▶ Consigne 1: Recopiez mot pour mot un passage de l'entretien : commencez aux mots « Installez-vous confortablement. Prenez » et arrêtez-vous après « vie affective ? ».
▶ Consigne 2: Réécrivez en entier les lignes des entrées, de celle qui contient « of the brown » jusqu'à la dernière entrée, ces deux bouts compris. Diminuez de 12 chaque coordonnée des réponses et laissez tout le reste sans changement.

▶ Texte fourni:
'''

Installez-vous confortablement. Prenez de quoi vous sustenter. Plongez dans une conversation pleine de vérité où nous vous ferons découvrir Jeremy bien plus que Guillemenot.

On pose souvent la question sans vraiment écouter de crédit à la réponse mais comment vas-tu… vraiment ? 

J : « Je vais bien. Être joueur de football n’est pas facile au quotidien. On s’entraîne dur car on a des attentes et il y a une forme de pression qui est à certains moments plus difficile mais avec les années, je parviens à mieux la gérer. Dans l’ensemble, le fait de jouer chez moi à Genève dans un club où j’ai atteins certains objectifs fixés me permet d’être bien dans ma peau. »

Ta vie de footballeur a t-elle déjà eu un impact sur ta vie affective ?

J : « Le football passe avant toutes choses donc dès qu’il y a un moment difficile, ça se répercute directement dans ma vie privée. J’ai la chance d’avoir une conjointe qui au fil des années a compris les enjeux de mon métier. Elle sait qu’il y a des moments où il est préférable de ne pas me parler du tout et lorsque on est de retour dans mon ‘cocon’, je travaille sur moi-même pour oublier les frustrations liées à ma vie de footballeur. Mon coin privé me permet de libérer mes pensées et donc d’aller mieux. »

Comment fais-tu pour libérer tes pensées ?

'''

▶ Liste des entrées:

'''

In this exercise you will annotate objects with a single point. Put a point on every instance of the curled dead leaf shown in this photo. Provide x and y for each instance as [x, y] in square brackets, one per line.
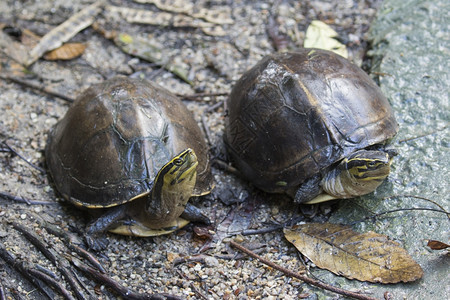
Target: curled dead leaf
[364, 256]
[66, 52]
[320, 35]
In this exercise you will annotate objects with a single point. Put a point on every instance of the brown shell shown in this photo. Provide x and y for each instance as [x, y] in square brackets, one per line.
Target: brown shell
[293, 115]
[114, 139]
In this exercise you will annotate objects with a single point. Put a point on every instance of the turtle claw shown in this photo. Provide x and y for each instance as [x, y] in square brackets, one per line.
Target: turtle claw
[96, 243]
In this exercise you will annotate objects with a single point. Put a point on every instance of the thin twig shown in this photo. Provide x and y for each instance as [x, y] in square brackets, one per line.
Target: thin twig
[205, 126]
[37, 87]
[116, 286]
[300, 276]
[396, 210]
[61, 264]
[199, 96]
[25, 200]
[261, 230]
[421, 198]
[23, 158]
[70, 242]
[422, 135]
[193, 287]
[52, 282]
[2, 292]
[24, 270]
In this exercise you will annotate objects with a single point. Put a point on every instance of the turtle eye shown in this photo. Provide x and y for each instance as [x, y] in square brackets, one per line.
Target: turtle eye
[372, 164]
[178, 162]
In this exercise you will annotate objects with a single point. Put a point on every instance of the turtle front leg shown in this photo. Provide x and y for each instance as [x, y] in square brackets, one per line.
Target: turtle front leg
[309, 190]
[101, 224]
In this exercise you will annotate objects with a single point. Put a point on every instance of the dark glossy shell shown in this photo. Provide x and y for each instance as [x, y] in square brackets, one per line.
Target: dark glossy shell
[114, 139]
[295, 114]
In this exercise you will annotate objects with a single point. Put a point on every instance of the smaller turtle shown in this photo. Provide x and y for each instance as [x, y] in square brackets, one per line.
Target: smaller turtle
[310, 124]
[130, 151]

'''

▶ Résultat attendu 1:
Installez-vous confortablement. Prenez de quoi vous sustenter. Plongez dans une conversation pleine de vérité où nous vous ferons découvrir Jeremy bien plus que Guillemenot.

On pose souvent la question sans vraiment écouter de crédit à la réponse mais comment vas-tu… vraiment ? 

J : « Je vais bien. Être joueur de football n’est pas facile au quotidien. On s’entraîne dur car on a des attentes et il y a une forme de pression qui est à certains moments plus difficile mais avec les années, je parviens à mieux la gérer. Dans l’ensemble, le fait de jouer chez moi à Genève dans un club où j’ai atteins certains objectifs fixés me permet d’être bien dans ma peau. »

Ta vie de footballeur a t-elle déjà eu un impact sur ta vie affective ?

▶ Résultat attendu 2:
In this exercise you will annotate objects with a single point. Put a point on every instance of the brown shell shown in this photo. Provide x and y for each instance as [x, y] in square brackets, one per line.
Target: brown shell
[281, 103]
[102, 127]
In this exercise you will annotate objects with a single point. Put a point on every instance of the turtle claw shown in this photo. Provide x and y for each instance as [x, y] in square brackets, one per line.
Target: turtle claw
[84, 231]
In this exercise you will annotate objects with a single point. Put a point on every instance of the thin twig shown in this photo. Provide x and y for each instance as [x, y] in square brackets, one per line.
Target: thin twig
[193, 114]
[25, 75]
[104, 274]
[288, 264]
[384, 198]
[49, 252]
[187, 84]
[13, 188]
[249, 218]
[409, 186]
[11, 146]
[58, 230]
[410, 123]
[181, 275]
[40, 270]
[-10, 280]
[12, 258]
In this exercise you will annotate objects with a single point. Put a point on every instance of the turtle eye shown in this photo. Provide x and y for each instance as [x, y] in square brackets, one per line.
Target: turtle eye
[360, 152]
[166, 150]
In this exercise you will annotate objects with a single point. Put a point on every instance of the turtle front leg shown in this photo. Provide x and y for each instance as [x, y] in square brackets, one per line.
Target: turtle front leg
[297, 178]
[89, 212]
In this exercise you will annotate objects with a single point. Put a point on every instance of the dark glossy shell shown in this photo. Provide x and y for each instance as [x, y] in square brackets, one per line.
Target: dark glossy shell
[102, 127]
[283, 102]
In this exercise you will annotate objects with a single point. Put a point on every instance of the smaller turtle shown in this photo. Provide x and y for each instance as [x, y] in square brackets, one per line.
Target: smaller turtle
[298, 112]
[118, 139]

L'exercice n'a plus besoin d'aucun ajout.